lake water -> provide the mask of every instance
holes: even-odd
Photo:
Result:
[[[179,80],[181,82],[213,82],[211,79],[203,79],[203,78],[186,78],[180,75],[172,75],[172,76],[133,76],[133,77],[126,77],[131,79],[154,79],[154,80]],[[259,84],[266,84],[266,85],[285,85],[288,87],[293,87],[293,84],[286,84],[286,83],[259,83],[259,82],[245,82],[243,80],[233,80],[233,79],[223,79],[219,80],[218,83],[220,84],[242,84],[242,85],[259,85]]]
—————
● WHAT TO PRODUCE:
Output the records above in full, with nothing altered.

● RESULT BELOW:
lake water -> provide the mask of every instance
holes: even-odd
Photo:
Result:
[[[179,80],[181,82],[213,82],[211,79],[203,79],[203,78],[186,78],[180,75],[172,75],[172,76],[133,76],[133,77],[126,77],[131,79],[154,79],[154,80]],[[259,84],[266,84],[266,85],[285,85],[288,87],[293,87],[293,84],[286,84],[286,83],[259,83],[259,82],[245,82],[243,80],[233,80],[233,79],[223,79],[219,80],[218,83],[220,84],[242,84],[242,85],[259,85]]]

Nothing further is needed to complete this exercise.